** What you should do **
Leaving the pictures aside, transcribe every line below exactly.

───

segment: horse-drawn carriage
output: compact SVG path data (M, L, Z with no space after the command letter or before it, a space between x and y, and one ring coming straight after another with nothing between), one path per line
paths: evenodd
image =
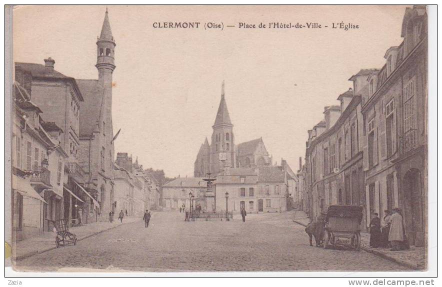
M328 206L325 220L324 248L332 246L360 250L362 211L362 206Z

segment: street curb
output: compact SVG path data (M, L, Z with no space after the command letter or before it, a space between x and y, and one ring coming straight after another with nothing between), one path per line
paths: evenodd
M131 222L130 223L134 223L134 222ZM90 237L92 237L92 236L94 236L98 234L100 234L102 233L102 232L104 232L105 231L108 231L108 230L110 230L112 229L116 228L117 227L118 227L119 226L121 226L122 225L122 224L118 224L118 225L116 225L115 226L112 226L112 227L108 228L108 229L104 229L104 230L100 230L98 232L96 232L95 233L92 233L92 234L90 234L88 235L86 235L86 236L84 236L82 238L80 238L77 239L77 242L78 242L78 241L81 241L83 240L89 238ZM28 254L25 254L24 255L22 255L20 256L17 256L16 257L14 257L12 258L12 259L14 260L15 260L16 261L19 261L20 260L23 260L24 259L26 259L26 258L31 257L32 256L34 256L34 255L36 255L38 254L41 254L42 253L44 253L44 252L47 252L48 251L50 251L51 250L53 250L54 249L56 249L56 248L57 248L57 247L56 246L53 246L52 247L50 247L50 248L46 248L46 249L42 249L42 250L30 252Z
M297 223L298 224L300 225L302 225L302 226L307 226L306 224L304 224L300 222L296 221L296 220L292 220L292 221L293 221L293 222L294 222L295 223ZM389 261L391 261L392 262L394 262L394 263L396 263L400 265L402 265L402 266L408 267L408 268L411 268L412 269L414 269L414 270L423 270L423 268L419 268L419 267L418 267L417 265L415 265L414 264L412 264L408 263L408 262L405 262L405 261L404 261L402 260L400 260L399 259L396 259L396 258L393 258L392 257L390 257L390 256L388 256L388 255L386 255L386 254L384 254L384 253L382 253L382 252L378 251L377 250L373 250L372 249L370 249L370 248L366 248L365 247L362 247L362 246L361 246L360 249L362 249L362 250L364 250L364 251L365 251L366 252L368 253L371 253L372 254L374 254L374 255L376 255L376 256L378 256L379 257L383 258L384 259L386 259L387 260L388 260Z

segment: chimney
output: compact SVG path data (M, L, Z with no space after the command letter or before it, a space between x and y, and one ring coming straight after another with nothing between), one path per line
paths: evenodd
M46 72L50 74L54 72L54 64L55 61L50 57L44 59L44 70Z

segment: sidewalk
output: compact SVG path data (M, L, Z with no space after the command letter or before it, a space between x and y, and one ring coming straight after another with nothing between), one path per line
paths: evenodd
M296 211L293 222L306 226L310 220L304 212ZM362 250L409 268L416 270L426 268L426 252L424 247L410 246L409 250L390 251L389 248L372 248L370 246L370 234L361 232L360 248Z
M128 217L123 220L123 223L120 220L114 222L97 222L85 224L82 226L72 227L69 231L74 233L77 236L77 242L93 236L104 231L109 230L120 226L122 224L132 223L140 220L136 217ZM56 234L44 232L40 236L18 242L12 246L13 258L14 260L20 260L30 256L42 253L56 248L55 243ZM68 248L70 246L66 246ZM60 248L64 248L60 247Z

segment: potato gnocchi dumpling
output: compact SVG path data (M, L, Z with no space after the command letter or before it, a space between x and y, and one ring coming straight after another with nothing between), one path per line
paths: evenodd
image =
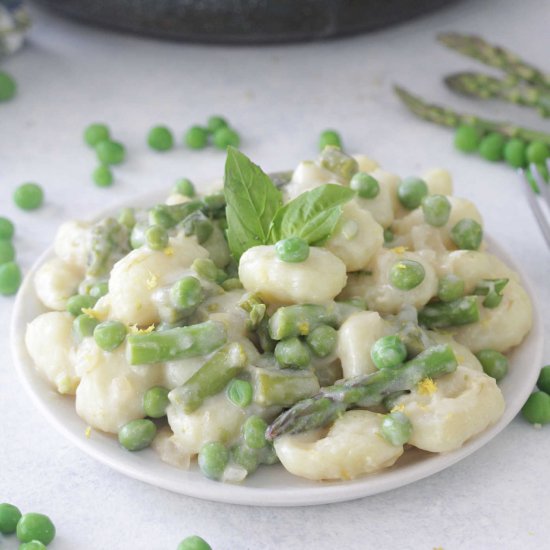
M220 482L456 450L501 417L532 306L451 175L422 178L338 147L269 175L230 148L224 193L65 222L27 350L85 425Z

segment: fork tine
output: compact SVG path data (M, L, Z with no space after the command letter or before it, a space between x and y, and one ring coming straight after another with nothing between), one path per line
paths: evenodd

───

** Right answer **
segment: horse-drawn carriage
output: compact SVG path data (M, L, Z with no space after the command letter or before it, a space between x and y, and one ring coming straight after another with nothing between), one path per line
paths: evenodd
image =
M328 206L325 220L324 248L332 246L360 250L362 211L362 206Z

segment: street curb
output: compact SVG path data (M, L, Z with no space after the command letter or before it, a space between x and y, and one ring coming straight after another with nothing between), one path per line
paths: evenodd
M131 222L130 223L134 223L134 222ZM90 237L92 237L92 236L94 236L98 234L100 234L102 233L102 232L104 232L105 231L108 231L108 230L110 230L112 229L116 228L117 227L118 227L119 226L121 226L122 225L122 224L118 224L118 225L116 225L115 226L112 226L112 227L108 228L108 229L104 229L104 230L100 230L98 232L96 232L95 233L92 233L92 234L90 234L88 235L86 235L86 236L84 236L82 238L80 238L77 239L77 242L78 242L78 241L81 241L83 240L89 238ZM28 254L25 254L24 255L22 255L20 256L17 256L16 257L14 257L12 258L12 259L14 260L15 260L16 261L19 261L20 260L23 260L24 259L26 259L26 258L31 257L32 256L34 256L34 255L36 255L38 254L41 254L42 253L44 253L44 252L47 252L48 251L50 251L51 250L53 250L54 249L56 249L56 248L57 248L57 247L56 246L53 246L52 247L50 247L50 248L46 248L46 249L42 249L42 250L30 252Z
M297 223L298 224L300 225L302 225L302 226L307 226L306 224L304 224L300 222L296 221L296 220L292 220L292 221L293 221L293 222L294 222L295 223ZM389 261L391 261L392 262L394 262L394 263L396 263L400 265L402 265L402 266L408 267L408 268L411 268L412 269L414 269L414 270L423 270L423 268L419 268L419 267L418 267L417 265L415 265L414 264L412 264L408 263L408 262L405 262L405 261L404 261L402 260L400 260L399 259L396 259L396 258L393 258L392 257L390 257L390 256L388 256L388 255L386 255L386 254L384 254L384 253L382 253L382 252L378 251L377 250L373 250L372 249L370 249L370 248L366 248L365 247L362 247L362 246L361 246L360 249L362 249L362 250L364 250L364 251L365 251L366 252L368 253L371 253L372 254L374 254L374 255L376 255L376 256L378 256L379 257L383 258L384 259L386 259L387 260L388 260Z

segment: chimney
output: compact SVG path data (M, L, Z with no space after the command letter or before it, a space between x and y, and one ring coming straight after another with nothing between), one path per line
paths: evenodd
M46 72L50 74L54 72L54 64L55 61L50 57L44 59L44 70Z

segment: sidewalk
output: compact SVG path data (M, L, Z with no space after the command letter or before it, a space between x and y, and one ring coming straight after another with nothing between), one path per line
paths: evenodd
M296 211L293 222L306 226L310 220L304 212ZM362 250L409 268L416 270L426 268L426 252L424 247L410 246L409 250L390 251L389 248L372 248L370 246L370 234L361 232L360 248Z
M128 217L123 220L123 223L120 220L114 222L97 222L85 224L82 226L72 227L69 231L74 233L77 236L77 242L93 236L104 231L109 230L120 226L122 224L132 223L140 220L136 217ZM56 234L44 232L40 236L18 242L12 246L13 258L14 260L20 260L30 256L42 253L56 248L55 243ZM68 248L70 246L66 246ZM60 248L64 248L60 247Z

segment: potato gnocchi dumpling
output: compact SVG path data (M, L, Z with no space after the command letter or before it, a space between x and y, and one ring coming straight after another with nothing between), one path per line
paths: evenodd
image =
M220 482L456 450L501 417L532 306L451 175L422 178L338 147L269 175L230 148L224 193L65 222L27 350L85 425Z

segment: fork tine
output: compact SVG path data (M, L, Z with no space after the command letter or before it, a space between x and y, and one ring coming straight after another with nothing between), one path per line
paths: evenodd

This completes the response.